-- Records supplied follows --

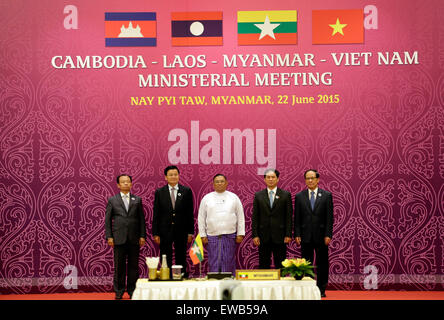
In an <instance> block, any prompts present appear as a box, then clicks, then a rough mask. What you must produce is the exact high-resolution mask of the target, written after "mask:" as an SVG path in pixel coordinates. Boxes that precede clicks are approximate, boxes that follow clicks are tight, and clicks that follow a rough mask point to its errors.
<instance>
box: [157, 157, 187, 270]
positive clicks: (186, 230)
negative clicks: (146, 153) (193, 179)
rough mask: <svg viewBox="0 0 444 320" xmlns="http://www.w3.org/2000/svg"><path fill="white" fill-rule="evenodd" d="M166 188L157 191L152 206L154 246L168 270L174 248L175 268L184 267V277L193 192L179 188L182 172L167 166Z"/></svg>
mask: <svg viewBox="0 0 444 320" xmlns="http://www.w3.org/2000/svg"><path fill="white" fill-rule="evenodd" d="M164 174H165V180H166V181H167V185H165V186H164V187H162V188H159V189H157V190H156V192H155V194H154V205H153V236H154V242H155V243H157V244H158V245H159V247H160V255H162V254H166V256H167V263H168V267H169V268H170V270H171V265H172V263H173V244H174V251H175V259H176V261H175V264H176V265H181V266H182V267H183V269H182V270H184V273H185V275H184V276H185V277H188V272H187V270H186V266H187V262H186V252H187V244H190V243H191V241H192V240H193V235H194V205H193V192H192V191H191V189H190V188H188V187H185V186H183V185H181V184H179V169H178V168H177V167H176V166H168V167H166V168H165V170H164Z"/></svg>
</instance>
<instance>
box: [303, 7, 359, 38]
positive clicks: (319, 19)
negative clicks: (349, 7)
mask: <svg viewBox="0 0 444 320" xmlns="http://www.w3.org/2000/svg"><path fill="white" fill-rule="evenodd" d="M312 26H313V28H312V40H313V41H312V43H313V44H345V43H364V10H363V9H351V10H313V12H312Z"/></svg>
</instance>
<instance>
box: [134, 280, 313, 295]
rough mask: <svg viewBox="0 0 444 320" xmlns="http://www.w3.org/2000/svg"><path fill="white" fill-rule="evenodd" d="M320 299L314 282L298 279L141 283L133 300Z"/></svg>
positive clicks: (197, 281)
mask: <svg viewBox="0 0 444 320" xmlns="http://www.w3.org/2000/svg"><path fill="white" fill-rule="evenodd" d="M227 297H229V298H231V299H233V300H320V299H321V293H320V291H319V288H318V287H317V286H316V282H315V281H314V280H312V279H306V280H294V279H291V278H282V279H281V280H263V281H261V280H232V279H227V280H196V279H191V280H183V281H149V280H148V279H139V280H137V284H136V290H135V291H134V293H133V297H132V299H133V300H221V299H222V298H227Z"/></svg>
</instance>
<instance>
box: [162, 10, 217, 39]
mask: <svg viewBox="0 0 444 320" xmlns="http://www.w3.org/2000/svg"><path fill="white" fill-rule="evenodd" d="M222 33H223V29H222V12H221V11H220V12H172V13H171V40H172V45H173V46H221V45H222V44H223V43H222V42H223V34H222Z"/></svg>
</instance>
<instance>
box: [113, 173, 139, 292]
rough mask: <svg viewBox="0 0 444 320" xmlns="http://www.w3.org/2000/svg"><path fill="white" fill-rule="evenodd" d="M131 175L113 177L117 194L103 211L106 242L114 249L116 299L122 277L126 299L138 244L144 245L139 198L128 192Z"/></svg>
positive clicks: (123, 174)
mask: <svg viewBox="0 0 444 320" xmlns="http://www.w3.org/2000/svg"><path fill="white" fill-rule="evenodd" d="M131 186H132V178H131V176H129V175H127V174H122V175H120V176H118V177H117V188H119V189H120V193H119V194H116V195H115V196H113V197H111V198H109V199H108V204H107V206H106V213H105V233H106V239H107V240H108V244H109V245H110V246H111V247H113V248H114V291H115V292H116V299H122V296H123V293H124V292H125V276H126V273H127V263H126V260H128V276H127V291H128V294H129V295H130V298H131V297H132V295H133V292H134V289H135V288H136V281H137V279H138V278H139V247H142V246H144V245H145V239H146V230H145V215H144V213H143V206H142V199H140V198H139V197H138V196H136V195H134V194H131V193H130V190H131Z"/></svg>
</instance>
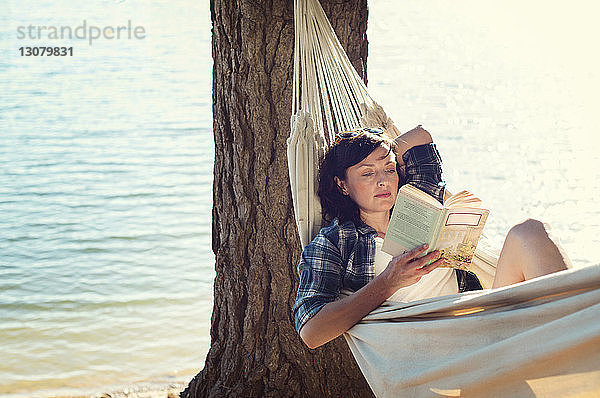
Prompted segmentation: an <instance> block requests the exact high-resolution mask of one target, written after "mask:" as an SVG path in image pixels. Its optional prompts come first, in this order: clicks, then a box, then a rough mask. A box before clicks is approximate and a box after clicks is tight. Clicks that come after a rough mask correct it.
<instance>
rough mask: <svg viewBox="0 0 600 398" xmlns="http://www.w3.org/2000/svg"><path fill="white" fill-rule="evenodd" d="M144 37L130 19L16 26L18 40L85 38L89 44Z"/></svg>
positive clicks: (41, 39)
mask: <svg viewBox="0 0 600 398" xmlns="http://www.w3.org/2000/svg"><path fill="white" fill-rule="evenodd" d="M145 38H146V29H145V28H144V27H143V26H141V25H137V26H133V24H132V23H131V20H128V21H127V25H115V26H113V25H106V26H96V25H88V23H87V20H85V19H84V20H83V23H82V24H81V25H79V26H76V27H75V28H73V27H72V26H68V25H66V26H65V25H62V26H56V25H27V26H18V27H17V39H19V40H67V39H68V40H72V39H78V40H87V41H88V43H89V45H90V46H91V45H92V43H93V42H94V40H101V39H104V40H143V39H145Z"/></svg>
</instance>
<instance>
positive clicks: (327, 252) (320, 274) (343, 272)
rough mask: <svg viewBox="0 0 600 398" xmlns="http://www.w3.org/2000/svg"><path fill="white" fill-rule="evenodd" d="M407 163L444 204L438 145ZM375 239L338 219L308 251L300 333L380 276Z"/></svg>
mask: <svg viewBox="0 0 600 398" xmlns="http://www.w3.org/2000/svg"><path fill="white" fill-rule="evenodd" d="M402 159H403V160H404V163H405V167H406V169H405V173H406V182H407V183H408V184H411V185H414V186H415V187H417V188H419V189H421V190H423V191H425V192H427V193H429V194H430V195H431V196H433V197H434V198H436V199H438V200H439V201H440V202H441V201H442V200H443V196H444V186H445V184H444V182H443V181H442V166H441V162H442V160H441V158H440V155H439V153H438V151H437V148H436V147H435V144H427V145H421V146H417V147H413V148H411V149H409V150H408V151H407V152H406V153H404V155H403V156H402ZM375 236H377V231H376V230H375V229H374V228H372V227H370V226H369V225H367V224H365V223H363V222H361V223H360V224H359V225H355V223H354V222H352V221H347V222H345V223H343V224H340V223H339V221H338V219H337V218H336V219H334V220H333V221H332V223H331V224H330V225H328V226H326V227H323V228H321V231H319V233H318V234H317V236H315V238H314V239H313V240H312V241H311V242H310V243H309V244H308V245H307V246H306V247H305V248H304V251H303V252H302V256H301V258H300V264H299V265H298V270H299V273H300V286H299V287H298V295H297V296H296V303H295V304H294V308H293V312H294V321H295V324H296V330H297V331H298V332H300V329H301V328H302V326H303V325H304V324H305V323H306V321H308V320H309V319H310V318H312V317H313V316H314V315H315V314H316V313H317V312H319V311H320V310H321V308H323V306H324V305H325V304H327V303H330V302H332V301H335V300H337V299H338V297H339V295H340V291H342V290H350V291H357V290H359V289H360V288H362V287H363V286H365V285H366V284H367V283H368V282H370V281H371V280H372V279H373V278H374V277H375V266H374V263H375ZM457 277H458V282H459V290H460V291H465V290H472V289H476V288H477V285H478V283H479V282H478V281H477V282H476V283H475V282H474V281H473V280H469V278H468V277H467V274H466V273H465V272H464V271H462V272H457ZM471 279H472V278H471ZM475 280H476V278H475ZM479 288H481V287H480V285H479Z"/></svg>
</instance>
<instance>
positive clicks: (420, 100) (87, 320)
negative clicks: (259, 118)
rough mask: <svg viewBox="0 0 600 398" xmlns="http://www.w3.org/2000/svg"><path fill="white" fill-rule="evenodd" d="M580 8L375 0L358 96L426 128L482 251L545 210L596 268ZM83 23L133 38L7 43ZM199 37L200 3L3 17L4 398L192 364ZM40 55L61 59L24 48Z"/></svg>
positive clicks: (199, 257)
mask: <svg viewBox="0 0 600 398" xmlns="http://www.w3.org/2000/svg"><path fill="white" fill-rule="evenodd" d="M552 7H554V8H552ZM560 7H562V8H560ZM593 7H595V6H594V5H593V3H592V2H581V4H580V7H570V6H569V8H567V5H564V6H558V5H550V6H548V5H547V2H545V3H543V2H532V3H528V6H527V7H525V6H523V5H521V4H520V3H517V2H512V1H507V2H502V4H495V3H492V2H491V1H487V2H486V1H484V2H480V1H479V2H475V1H465V0H461V1H457V2H452V3H447V2H442V1H437V0H436V1H428V2H422V1H415V0H410V1H406V2H394V1H390V0H387V1H383V0H377V1H374V2H372V4H370V24H369V32H368V37H369V42H370V45H369V66H368V70H369V88H370V92H371V94H372V95H373V96H374V97H375V99H376V100H378V101H379V102H380V103H381V104H382V105H383V106H384V108H385V109H386V110H387V111H388V113H389V114H390V115H391V116H392V118H393V119H394V120H395V121H396V122H397V125H398V126H399V127H400V129H402V130H408V129H410V128H412V127H414V126H415V125H417V124H420V123H421V124H423V125H424V127H426V128H428V129H429V130H430V131H431V132H432V134H433V136H434V138H435V140H436V142H437V143H438V148H439V150H440V152H441V153H442V156H443V158H444V168H445V179H446V180H447V182H448V185H449V187H450V188H451V189H452V190H454V191H456V190H460V189H462V188H468V189H470V190H472V191H473V192H475V193H476V194H477V195H478V196H480V197H481V198H482V199H483V200H484V202H485V204H486V205H487V206H488V207H489V208H490V209H491V210H492V215H491V216H490V219H489V221H488V227H486V234H487V235H488V237H489V238H490V240H491V242H493V244H495V245H497V246H499V245H500V244H501V242H502V237H503V236H504V234H505V233H506V231H508V229H509V228H510V226H511V225H512V224H513V223H515V222H517V221H519V220H520V219H522V218H524V217H527V216H535V217H539V218H542V219H544V220H545V221H548V222H549V223H550V224H551V225H552V226H553V229H554V231H555V232H556V234H557V235H558V236H560V237H561V240H562V242H563V244H564V246H565V248H566V249H567V251H568V252H569V254H570V255H571V258H572V260H573V261H574V263H575V264H576V265H577V266H585V265H591V264H596V263H598V262H600V254H599V253H598V250H596V249H597V247H598V243H599V238H598V230H599V224H600V210H599V207H598V205H597V204H596V203H595V199H596V198H598V197H599V194H600V189H599V188H598V182H600V179H599V178H598V177H599V173H598V171H597V170H598V167H597V164H598V161H599V160H600V159H599V155H598V153H597V148H598V143H599V139H598V133H599V132H598V127H597V126H598V122H599V119H600V117H599V116H598V112H597V110H596V109H595V108H596V104H597V103H598V101H597V92H599V91H598V83H599V74H598V71H599V70H600V63H599V62H598V59H597V58H594V57H596V54H592V51H591V50H590V49H591V48H594V47H593V46H594V45H595V44H594V43H593V39H592V38H596V37H598V36H599V35H598V28H597V27H596V25H595V24H594V23H593V21H592V19H591V18H592V16H593V15H597V14H595V13H593V12H591V9H592V8H593ZM540 10H541V11H540ZM84 20H85V21H86V24H87V25H88V26H90V25H95V26H99V27H105V26H121V25H123V26H126V25H127V24H128V21H131V24H132V25H133V26H141V27H143V28H144V31H145V38H144V39H135V38H133V39H124V38H121V39H119V40H116V39H113V40H108V39H98V40H96V41H94V42H93V43H92V45H89V44H88V42H87V41H85V40H78V39H73V40H71V41H69V40H65V41H60V40H54V41H52V40H49V39H48V40H42V39H31V38H30V39H19V38H18V35H17V29H18V27H19V26H28V25H35V26H38V25H43V26H49V25H55V26H64V25H68V26H71V27H73V28H76V27H78V26H80V25H82V23H83V21H84ZM568 21H578V23H574V22H572V24H573V25H572V26H571V25H568ZM556 26H561V27H562V28H561V29H556ZM210 29H211V24H210V15H209V9H208V4H207V2H200V1H191V0H177V1H171V2H158V1H141V0H139V1H133V0H126V1H121V0H114V1H113V0H92V1H88V2H75V1H72V0H71V1H67V0H58V1H42V0H37V1H16V0H8V2H3V4H2V5H1V6H0V41H1V42H2V46H1V48H0V53H1V55H2V57H1V59H2V61H0V93H2V94H1V95H0V156H1V159H2V161H3V162H2V167H1V168H0V209H1V210H2V220H1V221H0V253H1V254H0V342H1V345H2V350H1V352H0V395H9V396H10V395H21V396H47V395H49V394H57V393H61V394H74V393H81V392H94V391H96V392H97V391H105V390H107V388H106V386H116V388H118V387H119V386H122V385H127V384H129V383H132V382H137V381H140V380H165V381H169V380H177V379H182V378H183V379H186V378H188V379H189V375H191V374H194V373H195V372H196V371H198V370H199V369H201V368H202V366H203V361H204V357H205V355H206V352H207V351H208V345H209V341H210V339H209V334H208V333H209V332H208V331H209V325H210V313H211V307H212V280H213V278H214V256H213V254H212V251H211V209H212V171H213V169H212V167H213V156H214V152H213V136H212V119H211V68H212V59H211V53H210V51H211V50H210ZM57 43H60V44H57ZM34 45H53V46H54V45H63V46H73V48H74V56H73V57H44V58H40V57H21V56H20V55H19V52H18V49H19V47H21V46H34Z"/></svg>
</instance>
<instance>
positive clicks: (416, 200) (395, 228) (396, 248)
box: [382, 191, 441, 256]
mask: <svg viewBox="0 0 600 398" xmlns="http://www.w3.org/2000/svg"><path fill="white" fill-rule="evenodd" d="M440 214H441V210H439V209H436V208H435V207H434V206H431V205H427V204H425V203H422V202H420V201H418V200H415V199H414V198H412V197H410V196H408V195H405V194H404V193H403V192H402V191H400V192H398V198H397V199H396V204H395V206H394V211H393V212H392V216H391V218H390V225H389V227H388V230H387V232H386V234H385V240H384V242H383V247H382V250H383V251H384V252H386V253H389V254H391V255H392V256H398V255H400V254H402V253H403V252H405V251H406V250H411V249H414V248H415V247H417V246H420V245H422V244H424V243H431V241H432V240H433V238H434V234H435V232H436V226H437V222H438V219H439V218H440Z"/></svg>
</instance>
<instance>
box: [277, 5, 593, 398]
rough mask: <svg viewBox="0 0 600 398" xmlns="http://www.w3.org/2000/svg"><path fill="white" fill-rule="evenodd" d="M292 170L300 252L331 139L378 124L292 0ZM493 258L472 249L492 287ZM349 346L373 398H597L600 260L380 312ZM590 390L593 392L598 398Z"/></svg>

-- Records supplied concluded --

Could you restate word for word the lines above, from the one that contains "positive clicks: (319, 19)" through the one that contains "175L113 177L117 194L103", and no others?

Answer for the task =
positive clicks: (319, 19)
negative clicks: (349, 7)
mask: <svg viewBox="0 0 444 320" xmlns="http://www.w3.org/2000/svg"><path fill="white" fill-rule="evenodd" d="M312 26H313V28H312V40H313V41H312V43H313V44H345V43H364V10H363V9H351V10H313V12H312Z"/></svg>
</instance>
<instance>
box: [134, 280, 313, 295]
rough mask: <svg viewBox="0 0 444 320" xmlns="http://www.w3.org/2000/svg"><path fill="white" fill-rule="evenodd" d="M320 299L314 282L298 279L141 283L133 300Z"/></svg>
positive clicks: (197, 281)
mask: <svg viewBox="0 0 444 320" xmlns="http://www.w3.org/2000/svg"><path fill="white" fill-rule="evenodd" d="M227 297H229V298H231V299H233V300H320V299H321V293H320V291H319V288H318V287H317V286H316V282H315V281H314V280H312V279H306V280H294V279H291V278H282V279H281V280H263V281H261V280H232V279H227V280H196V279H191V280H183V281H149V280H148V279H139V280H137V284H136V290H135V291H134V293H133V297H132V299H133V300H221V299H222V298H227Z"/></svg>
</instance>
<instance>
box: [162, 10, 217, 39]
mask: <svg viewBox="0 0 444 320" xmlns="http://www.w3.org/2000/svg"><path fill="white" fill-rule="evenodd" d="M222 33H223V29H222V12H221V11H220V12H172V13H171V40H172V45H173V46H221V45H222V44H223V43H222V42H223V34H222Z"/></svg>
</instance>
<instance>
box: [113, 173, 139, 292]
rough mask: <svg viewBox="0 0 444 320" xmlns="http://www.w3.org/2000/svg"><path fill="white" fill-rule="evenodd" d="M131 175L113 177L117 194L103 211L106 242L114 249L116 299L122 277L126 299L138 244L144 245L139 198L128 192Z"/></svg>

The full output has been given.